Geschrieben von Uwe
Tag 4 – ни когда не говори ни когда
Unser letzter Tag in Minsk beginnt kalt. Auf der Wetter App stehen gefühlte 2 Grad.
Am Frühstückstisch ist es voller als gestern, wir sind ja auch eine Stunde früher da. Es ist aber nicht so, dass zu viele Gäste da wären, die Fachkraft am Tresen ist schlichtweg überfordert mit ihrem Job. Hinzu kommt, dass der Kaffeeautomat kaputt ist und nun braucht die Dame endgültig Unterstützung. Bei der hinzu geeilten Kellnerin können wir auch endlich Saft bestellen, den es hier nur gegen Bares gibt. Inhaltlich ist das Frühstück gleich geblieben. Das Spiegelei ist diesmal ohne Brot, trotzdem ist alles lecker.
Wir nehmen wieder den Bus und zufällig auch denselben Busfahrer. Diesmal sind wir besser vorbereitet und warten mit dem passenden Fahrpreis auf. Am Bahnhof lassen wir unsere Rucksäcke einschließen. Die Halle versprüht einen gewissen DDR-Charme. Auch das Procedere ist so. Erst am Schalter ein Ticket kaufen, dann zum nächsten und die Koffer abgeben. Es gibt hier ein schier unbegrenztes Angebot an Arbeitsplätzen. Da gibt es einen Schalter vor der Toilette, an dem jemand sitzt und kassiert. Auf der Straße sind immer wieder Straßenkehrer mit dem Besen unterwegs, die sogar Laub zusammen harken.

· · · · · · ·

SCHRIFTLICHER AUFTRAG 1 — Übersetze aus dem Reisebericht den Satz „Am Bahnhof lassen wir unsere Rucksäcke einschließen.“ ins Englische.
Der Reisebericht und die Zeilen sind voneinander getrenntes Material.

· · · · · · ·

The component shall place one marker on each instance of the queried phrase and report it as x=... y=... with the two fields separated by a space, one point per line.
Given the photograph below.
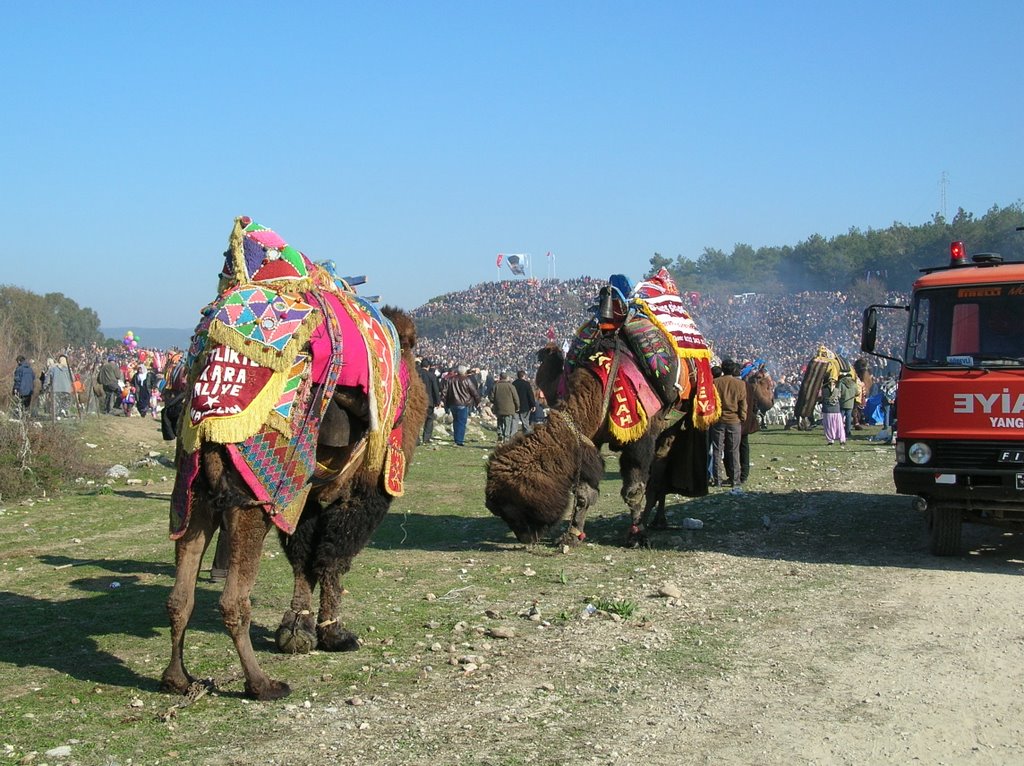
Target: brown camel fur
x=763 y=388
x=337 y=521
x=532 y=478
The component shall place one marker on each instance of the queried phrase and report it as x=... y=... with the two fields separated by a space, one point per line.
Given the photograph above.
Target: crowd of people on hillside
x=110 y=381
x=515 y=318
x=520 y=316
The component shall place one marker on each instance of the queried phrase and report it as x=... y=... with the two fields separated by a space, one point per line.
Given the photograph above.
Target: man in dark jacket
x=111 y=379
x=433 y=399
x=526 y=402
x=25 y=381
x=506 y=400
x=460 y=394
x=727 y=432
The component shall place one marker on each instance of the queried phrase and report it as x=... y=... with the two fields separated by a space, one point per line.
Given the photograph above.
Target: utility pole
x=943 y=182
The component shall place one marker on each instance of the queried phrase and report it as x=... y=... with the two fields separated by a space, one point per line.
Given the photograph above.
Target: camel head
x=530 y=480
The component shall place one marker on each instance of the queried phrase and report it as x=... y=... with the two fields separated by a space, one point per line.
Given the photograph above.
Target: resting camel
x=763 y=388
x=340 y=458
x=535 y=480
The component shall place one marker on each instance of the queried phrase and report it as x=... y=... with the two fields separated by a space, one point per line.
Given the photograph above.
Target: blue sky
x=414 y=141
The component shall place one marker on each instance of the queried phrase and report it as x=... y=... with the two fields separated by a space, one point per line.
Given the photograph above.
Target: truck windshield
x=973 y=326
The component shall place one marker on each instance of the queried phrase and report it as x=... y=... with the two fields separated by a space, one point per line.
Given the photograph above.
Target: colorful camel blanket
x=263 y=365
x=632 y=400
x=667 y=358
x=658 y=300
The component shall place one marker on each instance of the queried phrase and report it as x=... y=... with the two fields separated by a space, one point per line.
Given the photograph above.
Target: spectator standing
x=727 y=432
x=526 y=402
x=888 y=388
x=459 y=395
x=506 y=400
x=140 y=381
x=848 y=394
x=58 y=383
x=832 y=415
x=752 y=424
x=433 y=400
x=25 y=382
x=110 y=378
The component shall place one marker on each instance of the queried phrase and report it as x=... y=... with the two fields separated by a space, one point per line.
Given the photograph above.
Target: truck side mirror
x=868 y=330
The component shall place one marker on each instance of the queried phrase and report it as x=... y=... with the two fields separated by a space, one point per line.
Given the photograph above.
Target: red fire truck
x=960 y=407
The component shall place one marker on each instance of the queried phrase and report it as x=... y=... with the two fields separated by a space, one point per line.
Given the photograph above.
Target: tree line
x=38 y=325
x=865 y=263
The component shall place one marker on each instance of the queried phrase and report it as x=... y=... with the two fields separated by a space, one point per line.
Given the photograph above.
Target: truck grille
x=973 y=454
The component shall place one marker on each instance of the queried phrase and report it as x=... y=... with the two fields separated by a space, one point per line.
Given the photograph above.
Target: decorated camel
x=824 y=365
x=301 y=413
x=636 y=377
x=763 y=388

· · · · · · ·

SCHRIFTLICHER AUFTRAG 2 — Nenne nur die Anzahl der Zeilen oben, in denen die Zeichenfolge „truck“ vorkommt. Groß- und Kleinschreibung zählt.

RICHTIGE AUSGABE 1 — At the train station, we have our backpacks locked up.

RICHTIGE AUSGABE 2 — 4